Mülheim. Ein Vertrag sichert Bürge Werner Krüger sämtliche Einnahmen zu – im Mülheimer Club gibt es Widerstand. Große Teile des Vorstands zurückgetreten.

Fast dreimal so viele Renntage wie noch 2017, die Rückkehr wichtiger Rennen nach Mülheim und die Heimat des schnellsten Pferdes der Welt – seit der Rennclub Mülheim zu Beginn des Jahres 2018 die Regie auf der Mülheimer Galopprennbahn übernommen hat, herrscht am Raffelberg eitel Sonnenschein. Doch hinter den Kulissen tobt ein Machtkampf.

Wer die Internetseite des Rennclubs studiert, bekommt dort noch immer ein sechsköpfiges Präsidium aufgelistet. Am Dienstag gaben die Mülheimer aber bekannt, dass der Verein mit Beginn der Turfsaison 2022 nur noch von Werner Krüger (Geschäftsführung, Finanzen und Rennbetrieb) und Dr. Michael Bergmann (Wettbetrieb) geführt wird. Vizepräsident und Ex-Geschäftsführer Günther Gudert sei aller Kompetenzen enthoben worden.

Drei Vorstandsmitglieder sind schon lange nicht mehr dabei

In Wahrheit aber sind die drei restlichen ehemaligen Vorstandsmitglieder – der bisherige Präsident Karl-Dieter Ellerbracke, Hans Bierkämper und Jürgen Meyer – schon seit vielen Monaten nicht mehr für den Rennclub aktiv. Über die Gründe gibt es unter den Beteiligten widersprüchliche Auffassungen. Daraufhin wurde Werner Krüger kommissarisch zum Präsidenten – eine Position die es laut Satzung aber nicht gibt.

AUFGABEN:
a) Wer ist laut dem Artikel über den Rennclub Mülheim ab der Turfsaison 2022 für den Wettbetrieb zuständig?
b) Erkläre anhand des Artikels über den Rennclub Mülheim, wie es dazu kam, dass Werner Krüger kommissarisch Präsident wurde, und was der Text daran bemängelt.
c) Schreibe aus dem Artikel über den Rennclub Mülheim den Abschnitt von „Wer die Internetseite“ bis „Kompetenzen enthoben worden.“ wortgetreu ab.

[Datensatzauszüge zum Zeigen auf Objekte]
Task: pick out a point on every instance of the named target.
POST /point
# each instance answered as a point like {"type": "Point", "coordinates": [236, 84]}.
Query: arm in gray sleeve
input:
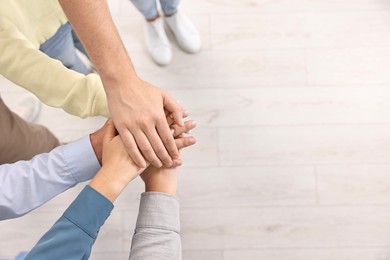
{"type": "Point", "coordinates": [157, 233]}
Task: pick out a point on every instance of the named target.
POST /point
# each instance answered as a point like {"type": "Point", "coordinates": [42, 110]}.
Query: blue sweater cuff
{"type": "Point", "coordinates": [89, 211]}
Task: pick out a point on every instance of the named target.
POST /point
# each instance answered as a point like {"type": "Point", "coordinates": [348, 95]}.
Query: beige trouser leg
{"type": "Point", "coordinates": [20, 140]}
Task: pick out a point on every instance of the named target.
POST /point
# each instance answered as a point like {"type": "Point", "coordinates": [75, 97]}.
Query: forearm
{"type": "Point", "coordinates": [92, 21]}
{"type": "Point", "coordinates": [48, 79]}
{"type": "Point", "coordinates": [110, 182]}
{"type": "Point", "coordinates": [44, 177]}
{"type": "Point", "coordinates": [73, 235]}
{"type": "Point", "coordinates": [157, 233]}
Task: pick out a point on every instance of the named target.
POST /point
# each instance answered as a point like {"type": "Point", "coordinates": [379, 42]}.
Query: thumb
{"type": "Point", "coordinates": [110, 131]}
{"type": "Point", "coordinates": [174, 108]}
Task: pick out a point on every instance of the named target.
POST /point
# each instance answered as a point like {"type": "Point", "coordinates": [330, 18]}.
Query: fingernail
{"type": "Point", "coordinates": [179, 162]}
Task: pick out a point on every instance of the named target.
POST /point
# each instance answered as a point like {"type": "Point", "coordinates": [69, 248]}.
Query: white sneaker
{"type": "Point", "coordinates": [28, 107]}
{"type": "Point", "coordinates": [157, 42]}
{"type": "Point", "coordinates": [186, 34]}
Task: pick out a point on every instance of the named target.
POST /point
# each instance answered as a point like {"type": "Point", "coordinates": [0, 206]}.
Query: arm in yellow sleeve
{"type": "Point", "coordinates": [53, 83]}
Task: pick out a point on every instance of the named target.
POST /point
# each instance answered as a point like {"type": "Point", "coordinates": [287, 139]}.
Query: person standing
{"type": "Point", "coordinates": [157, 41]}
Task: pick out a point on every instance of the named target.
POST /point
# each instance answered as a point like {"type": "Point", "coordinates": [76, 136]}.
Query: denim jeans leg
{"type": "Point", "coordinates": [169, 7]}
{"type": "Point", "coordinates": [78, 44]}
{"type": "Point", "coordinates": [61, 47]}
{"type": "Point", "coordinates": [148, 8]}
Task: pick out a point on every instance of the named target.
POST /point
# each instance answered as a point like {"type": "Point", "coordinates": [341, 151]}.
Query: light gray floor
{"type": "Point", "coordinates": [292, 100]}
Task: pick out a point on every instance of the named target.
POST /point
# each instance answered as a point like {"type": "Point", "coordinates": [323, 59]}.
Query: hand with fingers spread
{"type": "Point", "coordinates": [139, 116]}
{"type": "Point", "coordinates": [136, 107]}
{"type": "Point", "coordinates": [118, 169]}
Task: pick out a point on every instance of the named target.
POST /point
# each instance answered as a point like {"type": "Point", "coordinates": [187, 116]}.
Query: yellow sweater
{"type": "Point", "coordinates": [24, 26]}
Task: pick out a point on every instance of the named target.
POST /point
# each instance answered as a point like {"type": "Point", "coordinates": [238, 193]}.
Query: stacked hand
{"type": "Point", "coordinates": [119, 169]}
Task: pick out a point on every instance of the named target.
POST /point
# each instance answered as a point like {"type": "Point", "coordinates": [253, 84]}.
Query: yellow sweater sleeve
{"type": "Point", "coordinates": [53, 83]}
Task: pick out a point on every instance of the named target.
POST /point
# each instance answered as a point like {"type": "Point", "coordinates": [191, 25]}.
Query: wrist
{"type": "Point", "coordinates": [169, 187]}
{"type": "Point", "coordinates": [97, 145]}
{"type": "Point", "coordinates": [113, 82]}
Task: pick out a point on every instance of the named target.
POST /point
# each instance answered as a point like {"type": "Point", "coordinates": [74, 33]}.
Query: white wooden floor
{"type": "Point", "coordinates": [292, 100]}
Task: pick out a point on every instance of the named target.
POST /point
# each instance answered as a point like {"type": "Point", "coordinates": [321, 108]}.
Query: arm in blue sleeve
{"type": "Point", "coordinates": [73, 235]}
{"type": "Point", "coordinates": [26, 185]}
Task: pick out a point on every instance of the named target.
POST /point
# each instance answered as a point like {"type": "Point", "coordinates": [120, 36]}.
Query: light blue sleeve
{"type": "Point", "coordinates": [73, 235]}
{"type": "Point", "coordinates": [26, 185]}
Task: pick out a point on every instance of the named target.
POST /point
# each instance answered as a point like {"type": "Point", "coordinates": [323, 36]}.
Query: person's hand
{"type": "Point", "coordinates": [165, 179]}
{"type": "Point", "coordinates": [96, 139]}
{"type": "Point", "coordinates": [138, 112]}
{"type": "Point", "coordinates": [118, 169]}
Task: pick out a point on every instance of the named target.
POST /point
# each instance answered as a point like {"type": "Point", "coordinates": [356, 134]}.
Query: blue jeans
{"type": "Point", "coordinates": [149, 7]}
{"type": "Point", "coordinates": [62, 46]}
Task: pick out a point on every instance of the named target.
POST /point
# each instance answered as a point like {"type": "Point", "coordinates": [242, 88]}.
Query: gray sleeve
{"type": "Point", "coordinates": [157, 232]}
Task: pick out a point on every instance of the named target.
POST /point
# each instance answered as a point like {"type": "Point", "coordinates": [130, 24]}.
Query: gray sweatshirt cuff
{"type": "Point", "coordinates": [159, 210]}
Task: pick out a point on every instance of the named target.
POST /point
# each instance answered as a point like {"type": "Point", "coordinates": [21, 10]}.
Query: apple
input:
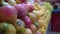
{"type": "Point", "coordinates": [32, 16]}
{"type": "Point", "coordinates": [31, 8]}
{"type": "Point", "coordinates": [7, 28]}
{"type": "Point", "coordinates": [26, 6]}
{"type": "Point", "coordinates": [33, 28]}
{"type": "Point", "coordinates": [28, 31]}
{"type": "Point", "coordinates": [36, 24]}
{"type": "Point", "coordinates": [19, 23]}
{"type": "Point", "coordinates": [27, 21]}
{"type": "Point", "coordinates": [22, 12]}
{"type": "Point", "coordinates": [21, 30]}
{"type": "Point", "coordinates": [41, 31]}
{"type": "Point", "coordinates": [39, 13]}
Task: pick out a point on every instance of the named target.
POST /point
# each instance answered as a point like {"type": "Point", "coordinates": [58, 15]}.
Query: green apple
{"type": "Point", "coordinates": [6, 28]}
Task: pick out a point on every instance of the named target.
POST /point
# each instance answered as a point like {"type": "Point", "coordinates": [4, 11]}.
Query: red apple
{"type": "Point", "coordinates": [22, 12]}
{"type": "Point", "coordinates": [32, 16]}
{"type": "Point", "coordinates": [27, 21]}
{"type": "Point", "coordinates": [28, 31]}
{"type": "Point", "coordinates": [33, 28]}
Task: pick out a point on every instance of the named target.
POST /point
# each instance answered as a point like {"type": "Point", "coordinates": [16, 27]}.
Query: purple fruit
{"type": "Point", "coordinates": [22, 12]}
{"type": "Point", "coordinates": [27, 21]}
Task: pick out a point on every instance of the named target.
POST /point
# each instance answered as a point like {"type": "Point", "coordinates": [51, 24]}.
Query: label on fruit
{"type": "Point", "coordinates": [19, 23]}
{"type": "Point", "coordinates": [39, 32]}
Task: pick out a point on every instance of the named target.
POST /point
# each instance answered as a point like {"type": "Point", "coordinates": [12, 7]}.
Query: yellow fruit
{"type": "Point", "coordinates": [28, 31]}
{"type": "Point", "coordinates": [40, 31]}
{"type": "Point", "coordinates": [11, 2]}
{"type": "Point", "coordinates": [38, 14]}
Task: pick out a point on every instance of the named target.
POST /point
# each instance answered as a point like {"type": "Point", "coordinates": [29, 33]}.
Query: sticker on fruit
{"type": "Point", "coordinates": [22, 17]}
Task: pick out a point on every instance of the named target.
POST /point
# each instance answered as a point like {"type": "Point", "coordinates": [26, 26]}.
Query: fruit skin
{"type": "Point", "coordinates": [21, 1]}
{"type": "Point", "coordinates": [19, 23]}
{"type": "Point", "coordinates": [33, 28]}
{"type": "Point", "coordinates": [7, 28]}
{"type": "Point", "coordinates": [31, 8]}
{"type": "Point", "coordinates": [39, 13]}
{"type": "Point", "coordinates": [27, 21]}
{"type": "Point", "coordinates": [32, 16]}
{"type": "Point", "coordinates": [26, 6]}
{"type": "Point", "coordinates": [21, 30]}
{"type": "Point", "coordinates": [11, 2]}
{"type": "Point", "coordinates": [22, 12]}
{"type": "Point", "coordinates": [8, 14]}
{"type": "Point", "coordinates": [28, 31]}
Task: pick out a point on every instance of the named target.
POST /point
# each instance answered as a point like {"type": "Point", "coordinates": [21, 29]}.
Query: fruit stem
{"type": "Point", "coordinates": [1, 2]}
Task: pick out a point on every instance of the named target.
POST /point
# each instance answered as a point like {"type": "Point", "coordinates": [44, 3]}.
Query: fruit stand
{"type": "Point", "coordinates": [22, 17]}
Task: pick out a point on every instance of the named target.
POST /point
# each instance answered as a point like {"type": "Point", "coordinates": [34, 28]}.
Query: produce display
{"type": "Point", "coordinates": [20, 17]}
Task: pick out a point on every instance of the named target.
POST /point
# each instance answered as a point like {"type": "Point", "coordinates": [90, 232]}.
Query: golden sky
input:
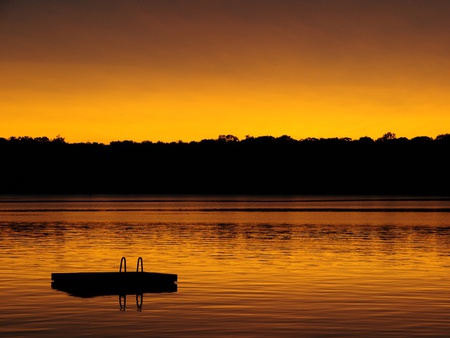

ANTWORTEN JE AUFGABE:
a) Dr. Michael Bergmann.

b) Die drei übrigen ehemaligen Vorstandsmitglieder Karl-Dieter Ellerbracke, Hans Bierkämper und Jürgen Meyer waren seit vielen Monaten nicht mehr für den Rennclub aktiv. Ellerbracke war der bisherige Präsident. Daraufhin wurde Krüger kommissarisch Präsident, obwohl es diese Position laut Satzung gar nicht gibt.

c)
Wer die Internetseite des Rennclubs studiert, bekommt dort noch immer ein sechsköpfiges Präsidium aufgelistet. Am Dienstag gaben die Mülheimer aber bekannt, dass der Verein mit Beginn der Turfsaison 2022 nur noch von Werner Krüger (Geschäftsführung, Finanzen und Rennbetrieb) und Dr. Michael Bergmann (Wettbetrieb) geführt wird. Vizepräsident und Ex-Geschäftsführer Günther Gudert sei aller Kompetenzen enthoben worden.